PROMPT:
Return each line of the records below in which the string "strap" turns up.

DATASET ENTRIES:
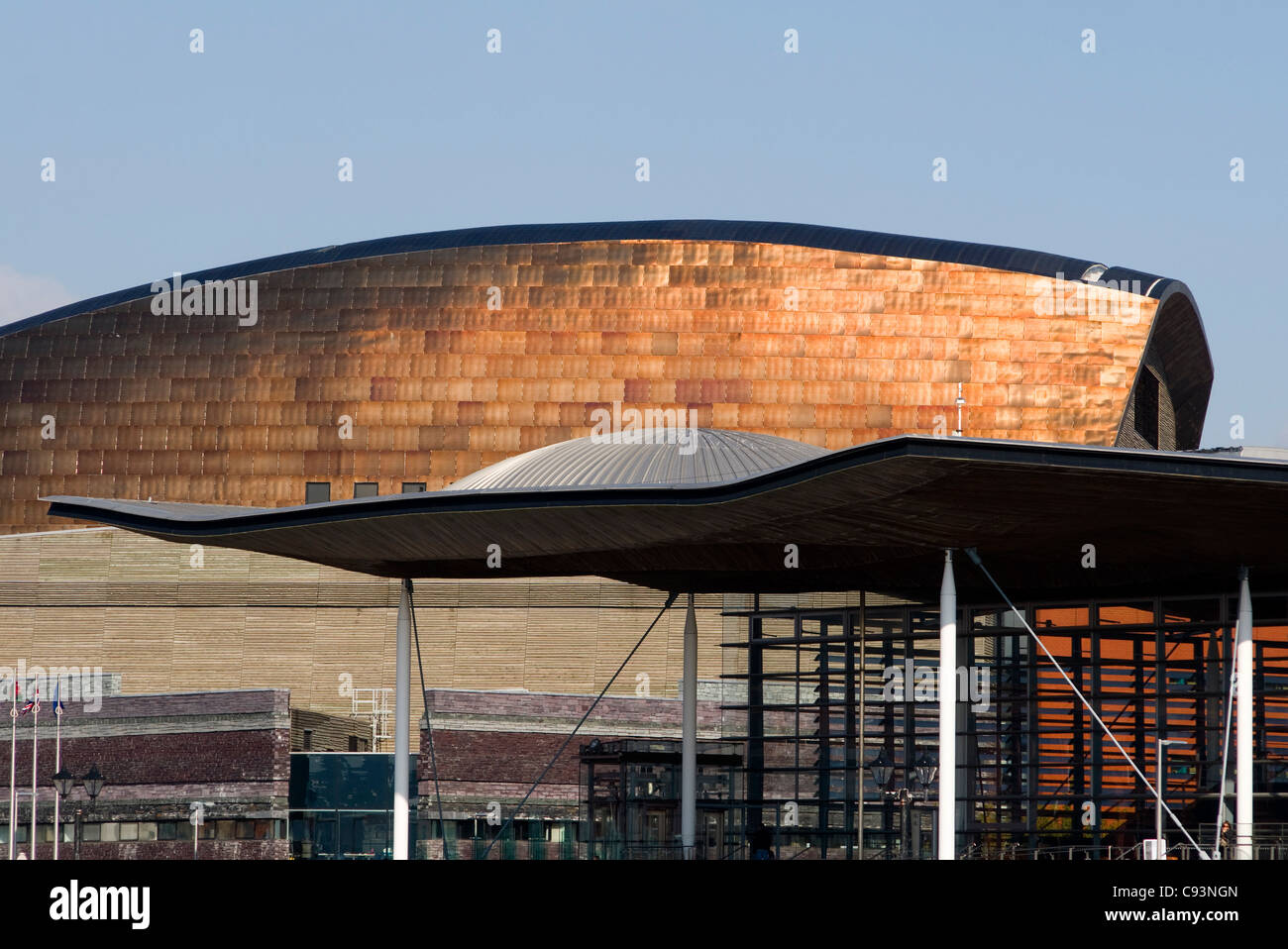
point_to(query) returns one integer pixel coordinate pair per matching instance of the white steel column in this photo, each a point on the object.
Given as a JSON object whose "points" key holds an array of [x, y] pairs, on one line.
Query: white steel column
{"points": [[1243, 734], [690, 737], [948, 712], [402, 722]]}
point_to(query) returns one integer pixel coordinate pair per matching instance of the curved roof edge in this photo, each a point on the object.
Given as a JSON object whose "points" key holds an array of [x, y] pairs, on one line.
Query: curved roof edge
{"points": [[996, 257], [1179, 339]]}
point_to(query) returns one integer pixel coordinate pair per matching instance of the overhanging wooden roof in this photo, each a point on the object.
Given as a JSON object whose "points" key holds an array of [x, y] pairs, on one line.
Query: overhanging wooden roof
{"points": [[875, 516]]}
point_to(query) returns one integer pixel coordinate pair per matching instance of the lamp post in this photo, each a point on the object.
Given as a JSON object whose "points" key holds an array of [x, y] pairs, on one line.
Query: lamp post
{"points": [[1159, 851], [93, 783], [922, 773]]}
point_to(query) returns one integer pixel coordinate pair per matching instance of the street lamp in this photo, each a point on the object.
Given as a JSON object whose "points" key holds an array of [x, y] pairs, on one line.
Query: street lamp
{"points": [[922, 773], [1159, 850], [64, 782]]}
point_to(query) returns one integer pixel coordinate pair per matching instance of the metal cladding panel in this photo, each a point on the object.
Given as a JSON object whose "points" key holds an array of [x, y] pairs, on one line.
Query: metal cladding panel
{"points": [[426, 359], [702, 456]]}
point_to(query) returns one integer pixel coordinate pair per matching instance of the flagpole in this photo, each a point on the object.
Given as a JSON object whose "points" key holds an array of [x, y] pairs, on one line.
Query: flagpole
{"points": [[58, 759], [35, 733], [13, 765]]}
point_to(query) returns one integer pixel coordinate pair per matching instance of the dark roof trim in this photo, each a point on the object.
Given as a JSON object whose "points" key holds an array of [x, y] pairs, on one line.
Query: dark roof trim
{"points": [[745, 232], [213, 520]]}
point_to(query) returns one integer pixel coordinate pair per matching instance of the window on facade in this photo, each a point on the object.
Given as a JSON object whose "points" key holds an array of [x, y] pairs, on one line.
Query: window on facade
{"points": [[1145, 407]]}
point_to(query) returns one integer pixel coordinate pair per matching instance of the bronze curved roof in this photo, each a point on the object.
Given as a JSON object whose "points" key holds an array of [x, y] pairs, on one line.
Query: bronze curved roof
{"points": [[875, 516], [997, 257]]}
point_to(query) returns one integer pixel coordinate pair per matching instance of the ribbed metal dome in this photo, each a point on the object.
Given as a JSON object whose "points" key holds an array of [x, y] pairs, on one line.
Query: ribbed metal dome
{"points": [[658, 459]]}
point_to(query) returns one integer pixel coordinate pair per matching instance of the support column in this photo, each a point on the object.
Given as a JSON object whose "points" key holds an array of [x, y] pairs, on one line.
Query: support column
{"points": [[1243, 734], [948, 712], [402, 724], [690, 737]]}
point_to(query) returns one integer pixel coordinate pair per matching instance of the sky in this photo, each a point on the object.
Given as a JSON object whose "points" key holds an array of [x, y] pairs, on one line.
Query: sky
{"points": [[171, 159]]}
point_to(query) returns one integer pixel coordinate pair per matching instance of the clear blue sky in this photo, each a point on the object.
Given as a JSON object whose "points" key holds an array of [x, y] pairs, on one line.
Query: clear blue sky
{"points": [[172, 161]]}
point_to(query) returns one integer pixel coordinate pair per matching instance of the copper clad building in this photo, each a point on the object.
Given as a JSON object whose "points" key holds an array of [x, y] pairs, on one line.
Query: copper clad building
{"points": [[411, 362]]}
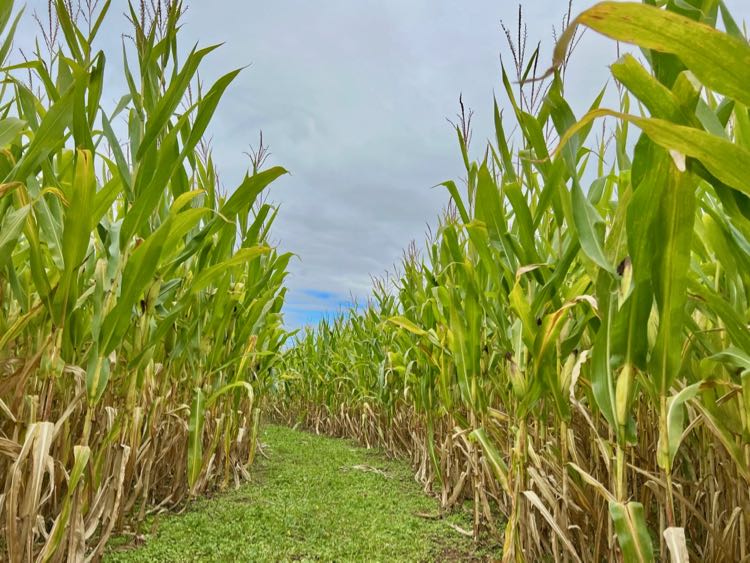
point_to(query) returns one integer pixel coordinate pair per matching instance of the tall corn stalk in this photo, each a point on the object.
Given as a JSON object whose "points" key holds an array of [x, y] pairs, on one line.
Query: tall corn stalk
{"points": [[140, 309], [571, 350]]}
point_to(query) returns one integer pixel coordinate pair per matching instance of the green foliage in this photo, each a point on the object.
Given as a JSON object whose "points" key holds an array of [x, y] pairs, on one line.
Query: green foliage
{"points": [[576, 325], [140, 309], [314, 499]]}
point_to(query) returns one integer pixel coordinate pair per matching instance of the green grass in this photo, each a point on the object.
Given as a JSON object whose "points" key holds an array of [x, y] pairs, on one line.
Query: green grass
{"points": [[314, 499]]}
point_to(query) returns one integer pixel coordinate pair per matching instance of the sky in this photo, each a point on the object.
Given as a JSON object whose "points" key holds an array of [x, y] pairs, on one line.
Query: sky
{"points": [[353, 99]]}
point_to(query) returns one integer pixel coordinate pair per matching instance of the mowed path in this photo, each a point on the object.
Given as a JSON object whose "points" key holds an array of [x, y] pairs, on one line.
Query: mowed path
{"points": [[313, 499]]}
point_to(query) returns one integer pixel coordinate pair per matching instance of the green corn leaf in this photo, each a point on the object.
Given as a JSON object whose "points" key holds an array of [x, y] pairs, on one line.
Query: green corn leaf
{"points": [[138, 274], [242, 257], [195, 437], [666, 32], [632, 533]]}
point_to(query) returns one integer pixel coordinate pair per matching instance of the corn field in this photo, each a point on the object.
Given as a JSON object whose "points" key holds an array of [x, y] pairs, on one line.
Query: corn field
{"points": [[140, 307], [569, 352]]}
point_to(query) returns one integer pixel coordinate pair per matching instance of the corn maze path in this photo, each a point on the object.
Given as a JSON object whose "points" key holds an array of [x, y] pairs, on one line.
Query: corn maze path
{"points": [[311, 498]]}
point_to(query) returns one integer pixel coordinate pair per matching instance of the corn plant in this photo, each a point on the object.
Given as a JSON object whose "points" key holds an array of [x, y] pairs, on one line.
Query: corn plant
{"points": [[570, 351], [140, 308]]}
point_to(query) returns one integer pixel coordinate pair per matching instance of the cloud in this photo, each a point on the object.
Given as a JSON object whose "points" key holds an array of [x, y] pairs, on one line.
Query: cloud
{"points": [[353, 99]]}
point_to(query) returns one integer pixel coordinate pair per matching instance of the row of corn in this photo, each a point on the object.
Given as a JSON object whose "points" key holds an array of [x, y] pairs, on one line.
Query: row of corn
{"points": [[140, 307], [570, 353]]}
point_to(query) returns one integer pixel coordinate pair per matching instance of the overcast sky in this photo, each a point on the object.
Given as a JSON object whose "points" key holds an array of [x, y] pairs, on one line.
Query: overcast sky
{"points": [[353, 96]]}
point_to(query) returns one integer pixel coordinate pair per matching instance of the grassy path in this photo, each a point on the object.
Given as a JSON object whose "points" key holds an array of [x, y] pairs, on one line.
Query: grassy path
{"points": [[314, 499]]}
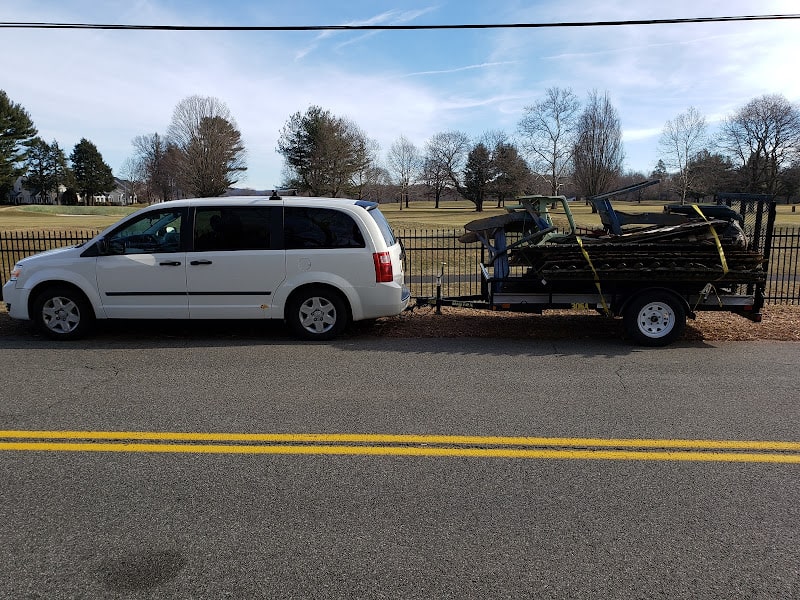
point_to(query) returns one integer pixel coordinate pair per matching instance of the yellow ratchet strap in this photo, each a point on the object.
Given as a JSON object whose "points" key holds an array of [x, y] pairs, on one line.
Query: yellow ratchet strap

RESPONSE AREA:
point_to(query) returns one integer pixel coordinate pair per matching instance of the yellow ratchet strap in this photo, each a point on the object.
Query: yellow ratchet strap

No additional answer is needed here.